What this task involves: Edit the rows that follow so that "outline" becomes "boundary" at every occurrence, leaving everything else unchanged.

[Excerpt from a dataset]
'''

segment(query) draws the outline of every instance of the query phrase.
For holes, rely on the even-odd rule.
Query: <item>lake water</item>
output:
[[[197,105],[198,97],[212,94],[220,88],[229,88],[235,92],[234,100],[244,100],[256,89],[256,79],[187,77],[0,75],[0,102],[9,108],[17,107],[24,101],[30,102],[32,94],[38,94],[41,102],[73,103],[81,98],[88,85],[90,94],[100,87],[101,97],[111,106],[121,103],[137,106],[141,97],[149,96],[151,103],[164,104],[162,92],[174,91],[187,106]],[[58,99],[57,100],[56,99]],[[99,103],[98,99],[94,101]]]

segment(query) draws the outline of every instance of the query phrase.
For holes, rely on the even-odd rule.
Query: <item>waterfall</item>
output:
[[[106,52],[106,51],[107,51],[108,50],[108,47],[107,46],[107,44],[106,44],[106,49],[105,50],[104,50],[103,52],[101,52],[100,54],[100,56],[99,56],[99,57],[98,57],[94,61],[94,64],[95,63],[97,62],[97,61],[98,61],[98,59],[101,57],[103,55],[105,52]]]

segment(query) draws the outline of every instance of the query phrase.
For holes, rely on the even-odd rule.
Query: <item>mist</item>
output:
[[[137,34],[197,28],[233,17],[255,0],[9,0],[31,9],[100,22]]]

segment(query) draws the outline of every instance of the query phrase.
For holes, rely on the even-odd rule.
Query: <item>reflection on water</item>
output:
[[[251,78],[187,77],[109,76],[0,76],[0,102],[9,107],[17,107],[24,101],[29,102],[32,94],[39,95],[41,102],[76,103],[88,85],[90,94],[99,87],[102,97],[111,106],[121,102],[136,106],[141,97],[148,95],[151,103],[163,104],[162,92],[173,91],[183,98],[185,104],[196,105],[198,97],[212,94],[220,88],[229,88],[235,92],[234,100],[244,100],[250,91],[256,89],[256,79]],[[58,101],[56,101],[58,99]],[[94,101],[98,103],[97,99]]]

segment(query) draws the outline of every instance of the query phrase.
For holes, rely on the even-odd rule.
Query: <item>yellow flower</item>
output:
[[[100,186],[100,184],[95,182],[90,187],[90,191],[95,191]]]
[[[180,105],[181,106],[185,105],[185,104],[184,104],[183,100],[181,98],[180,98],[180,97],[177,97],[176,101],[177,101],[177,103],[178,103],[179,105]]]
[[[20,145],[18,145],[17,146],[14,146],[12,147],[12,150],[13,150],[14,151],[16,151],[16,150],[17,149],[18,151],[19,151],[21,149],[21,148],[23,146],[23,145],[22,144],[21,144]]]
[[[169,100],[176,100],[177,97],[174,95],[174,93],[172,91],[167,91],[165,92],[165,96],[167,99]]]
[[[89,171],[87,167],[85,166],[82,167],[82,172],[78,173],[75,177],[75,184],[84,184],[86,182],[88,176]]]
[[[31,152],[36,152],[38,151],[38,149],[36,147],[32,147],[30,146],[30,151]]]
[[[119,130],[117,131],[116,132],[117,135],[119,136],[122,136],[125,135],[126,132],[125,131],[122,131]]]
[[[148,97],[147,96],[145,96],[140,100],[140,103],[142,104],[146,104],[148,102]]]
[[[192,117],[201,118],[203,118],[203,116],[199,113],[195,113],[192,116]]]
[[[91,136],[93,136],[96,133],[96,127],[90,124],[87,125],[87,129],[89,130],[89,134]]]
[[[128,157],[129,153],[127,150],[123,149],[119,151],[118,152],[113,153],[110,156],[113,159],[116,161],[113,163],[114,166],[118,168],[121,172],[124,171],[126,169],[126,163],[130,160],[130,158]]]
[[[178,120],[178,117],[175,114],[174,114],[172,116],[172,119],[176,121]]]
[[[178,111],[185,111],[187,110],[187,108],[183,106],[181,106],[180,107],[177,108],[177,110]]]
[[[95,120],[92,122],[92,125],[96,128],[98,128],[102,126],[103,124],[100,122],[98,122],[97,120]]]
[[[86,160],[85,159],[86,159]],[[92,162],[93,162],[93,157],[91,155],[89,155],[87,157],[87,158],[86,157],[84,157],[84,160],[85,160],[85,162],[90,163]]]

'''

Solution for this exercise:
segment(query) draws the boundary of every instance of the query phrase.
For holes, rely on the even-odd rule.
Query: <item>lake water</item>
output:
[[[197,105],[198,97],[212,94],[220,88],[229,88],[235,92],[234,100],[244,100],[256,89],[256,79],[187,77],[0,75],[0,102],[9,108],[17,107],[24,101],[30,102],[32,94],[38,94],[41,102],[73,103],[81,98],[88,85],[90,94],[100,87],[101,97],[111,106],[121,103],[137,106],[141,97],[149,96],[151,103],[164,104],[162,92],[174,91],[187,106]],[[58,99],[57,100],[56,99]],[[99,103],[98,99],[94,101]]]

segment(query) draws the boundary of every instance of the query phrase.
For holes, rely on the even-odd rule.
Query: <item>waterfall</item>
output:
[[[106,52],[106,51],[107,51],[108,50],[108,47],[107,46],[107,44],[106,44],[106,49],[105,50],[104,50],[103,52],[101,52],[100,54],[100,56],[99,56],[99,57],[98,57],[94,61],[94,64],[95,63],[97,62],[97,61],[98,61],[98,59],[101,57],[103,55],[105,52]]]

segment(query) draws the boundary of every instance of the query phrase.
For holes, rely on the even-odd rule.
Query: <item>mist</item>
output:
[[[137,34],[197,28],[233,17],[255,0],[9,0],[31,9],[100,22]]]

segment(query) draws the boundary of every instance of the query phrase.
For holes, rely on the even-odd rule.
Query: <item>reflection on water</item>
output:
[[[251,78],[187,77],[109,76],[0,76],[0,102],[9,107],[17,107],[24,101],[29,102],[32,94],[39,95],[41,102],[76,103],[88,85],[90,94],[99,87],[102,97],[111,106],[121,102],[136,106],[141,97],[148,95],[151,103],[163,104],[162,92],[173,91],[183,98],[185,104],[196,105],[198,97],[212,94],[220,88],[229,88],[235,92],[234,100],[244,100],[250,91],[256,89],[256,79]],[[58,101],[56,101],[58,99]],[[94,101],[98,103],[97,99]]]

segment(query) draws the boundary of every instance of the query phrase.
For holes, rely on the even-odd rule.
Query: <item>yellow flower</item>
output:
[[[100,186],[100,184],[95,182],[90,187],[90,191],[95,191]]]
[[[180,105],[181,106],[185,105],[185,104],[184,104],[183,100],[181,98],[180,98],[180,97],[177,97],[176,101],[177,101],[177,103],[178,103],[179,105]]]
[[[20,145],[18,145],[17,146],[14,146],[12,147],[12,150],[13,150],[14,151],[16,151],[16,150],[17,149],[18,151],[19,151],[21,149],[21,148],[23,146],[23,145],[22,144],[21,144]]]
[[[169,100],[176,100],[177,97],[174,95],[174,93],[172,91],[167,91],[165,92],[165,96],[167,99]]]
[[[89,171],[87,167],[85,166],[82,167],[82,172],[78,173],[75,177],[75,184],[84,184],[86,182],[88,176]]]
[[[31,152],[36,152],[38,151],[38,149],[36,147],[32,147],[30,146],[30,151]]]
[[[119,130],[117,131],[116,132],[117,135],[119,136],[122,136],[125,135],[126,132],[125,131],[122,131]]]
[[[148,97],[147,96],[145,96],[140,100],[140,103],[142,104],[146,104],[148,102]]]
[[[192,117],[201,118],[203,118],[203,116],[199,113],[195,113],[192,116]]]
[[[91,136],[93,136],[96,133],[96,127],[90,124],[87,125],[87,129],[89,130],[89,134]]]
[[[128,157],[129,153],[127,150],[123,149],[119,151],[118,152],[113,153],[110,156],[113,159],[116,161],[113,163],[114,166],[118,168],[121,172],[124,171],[126,169],[126,163],[130,160],[130,158]]]
[[[178,120],[178,117],[175,114],[174,114],[172,116],[172,119],[176,121]]]
[[[178,111],[185,111],[187,110],[187,108],[183,106],[181,106],[180,107],[177,108],[177,110]]]
[[[95,120],[92,122],[92,125],[96,128],[98,128],[102,126],[103,124],[100,122],[98,122],[97,120]]]
[[[86,160],[85,159],[86,159]],[[92,162],[93,162],[93,157],[91,155],[89,155],[87,157],[87,158],[86,157],[84,157],[84,160],[85,160],[85,162],[90,163]]]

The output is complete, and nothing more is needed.